> _What to work on_:
Beginning at the line that includes "Locate the gray", return each line exactly through the end of the listing, and no line before it.

> _Input data_:
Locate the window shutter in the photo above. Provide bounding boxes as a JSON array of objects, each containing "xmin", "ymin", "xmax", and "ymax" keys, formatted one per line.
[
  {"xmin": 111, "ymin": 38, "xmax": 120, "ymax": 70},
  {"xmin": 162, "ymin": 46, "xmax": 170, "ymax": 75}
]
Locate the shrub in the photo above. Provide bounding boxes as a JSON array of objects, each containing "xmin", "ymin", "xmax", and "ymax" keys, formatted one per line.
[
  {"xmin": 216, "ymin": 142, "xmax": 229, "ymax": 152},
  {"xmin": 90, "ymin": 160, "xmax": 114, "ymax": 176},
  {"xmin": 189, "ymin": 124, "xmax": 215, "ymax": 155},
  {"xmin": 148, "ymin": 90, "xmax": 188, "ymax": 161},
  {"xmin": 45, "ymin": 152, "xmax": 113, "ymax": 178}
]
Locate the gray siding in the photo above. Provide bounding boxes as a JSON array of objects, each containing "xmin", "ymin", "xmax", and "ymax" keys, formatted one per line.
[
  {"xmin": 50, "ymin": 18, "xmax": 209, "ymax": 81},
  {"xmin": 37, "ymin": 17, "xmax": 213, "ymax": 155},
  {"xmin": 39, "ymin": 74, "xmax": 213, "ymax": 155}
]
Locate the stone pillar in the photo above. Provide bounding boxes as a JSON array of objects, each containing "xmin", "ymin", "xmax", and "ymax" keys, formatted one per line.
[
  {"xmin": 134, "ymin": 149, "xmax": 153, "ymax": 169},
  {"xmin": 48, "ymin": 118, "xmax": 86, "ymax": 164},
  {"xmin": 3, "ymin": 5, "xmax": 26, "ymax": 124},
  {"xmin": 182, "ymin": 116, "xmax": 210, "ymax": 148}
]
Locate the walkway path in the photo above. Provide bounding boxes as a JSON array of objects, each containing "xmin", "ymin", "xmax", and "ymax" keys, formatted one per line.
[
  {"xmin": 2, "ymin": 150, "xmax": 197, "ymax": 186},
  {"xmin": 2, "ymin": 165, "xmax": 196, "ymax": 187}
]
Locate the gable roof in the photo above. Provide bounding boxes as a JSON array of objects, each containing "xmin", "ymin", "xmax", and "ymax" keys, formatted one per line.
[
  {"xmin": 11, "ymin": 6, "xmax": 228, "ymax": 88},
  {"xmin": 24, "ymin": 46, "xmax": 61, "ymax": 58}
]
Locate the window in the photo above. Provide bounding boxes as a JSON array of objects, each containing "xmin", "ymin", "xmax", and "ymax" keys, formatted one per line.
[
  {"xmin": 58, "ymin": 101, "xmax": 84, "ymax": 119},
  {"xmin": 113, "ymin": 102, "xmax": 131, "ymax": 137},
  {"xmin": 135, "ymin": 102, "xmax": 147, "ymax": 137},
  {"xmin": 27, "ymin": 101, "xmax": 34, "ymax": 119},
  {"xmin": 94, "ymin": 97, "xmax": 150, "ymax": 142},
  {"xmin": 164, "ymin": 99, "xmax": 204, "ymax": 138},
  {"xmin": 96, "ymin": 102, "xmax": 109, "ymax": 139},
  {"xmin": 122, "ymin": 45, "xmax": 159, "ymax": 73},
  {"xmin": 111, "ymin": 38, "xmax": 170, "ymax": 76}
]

> _Response_:
Locate the gray siding in the photo above. Provide bounding boxes as a JSON array of objects, each containing "xmin", "ymin", "xmax", and "ymax" keys, formatted one per line.
[
  {"xmin": 50, "ymin": 18, "xmax": 209, "ymax": 81},
  {"xmin": 37, "ymin": 17, "xmax": 213, "ymax": 155},
  {"xmin": 39, "ymin": 74, "xmax": 213, "ymax": 155}
]
Locate the stone pillar in the photo above. Provide bounding boxes as a JSON array of objects, each containing "xmin", "ymin", "xmax", and "ymax" keys, formatted one per line.
[
  {"xmin": 134, "ymin": 149, "xmax": 153, "ymax": 169},
  {"xmin": 48, "ymin": 118, "xmax": 86, "ymax": 164},
  {"xmin": 3, "ymin": 5, "xmax": 26, "ymax": 124},
  {"xmin": 182, "ymin": 116, "xmax": 210, "ymax": 148}
]
Locate the walkway path in the photo above. Provide bounding boxes as a JSON array of objects, each containing "xmin", "ymin", "xmax", and "ymax" keys, formatted one per line.
[
  {"xmin": 2, "ymin": 150, "xmax": 197, "ymax": 186},
  {"xmin": 2, "ymin": 165, "xmax": 196, "ymax": 187}
]
Locate the gable roof in the photo above. Provide bounding boxes as a JSON array of objects, each containing "xmin", "ymin", "xmax", and "ymax" keys, formatted one per line.
[
  {"xmin": 11, "ymin": 6, "xmax": 228, "ymax": 88},
  {"xmin": 24, "ymin": 46, "xmax": 61, "ymax": 58}
]
Locate the window in the photo above. Provide bounding boxes as a JSON array of objects, each containing "xmin", "ymin", "xmax", and "ymax" keys, formatted one per line.
[
  {"xmin": 58, "ymin": 101, "xmax": 84, "ymax": 119},
  {"xmin": 113, "ymin": 102, "xmax": 131, "ymax": 137},
  {"xmin": 135, "ymin": 102, "xmax": 147, "ymax": 137},
  {"xmin": 27, "ymin": 101, "xmax": 34, "ymax": 119},
  {"xmin": 94, "ymin": 97, "xmax": 150, "ymax": 142},
  {"xmin": 164, "ymin": 99, "xmax": 204, "ymax": 138},
  {"xmin": 96, "ymin": 102, "xmax": 109, "ymax": 139},
  {"xmin": 122, "ymin": 45, "xmax": 159, "ymax": 73},
  {"xmin": 111, "ymin": 38, "xmax": 170, "ymax": 76}
]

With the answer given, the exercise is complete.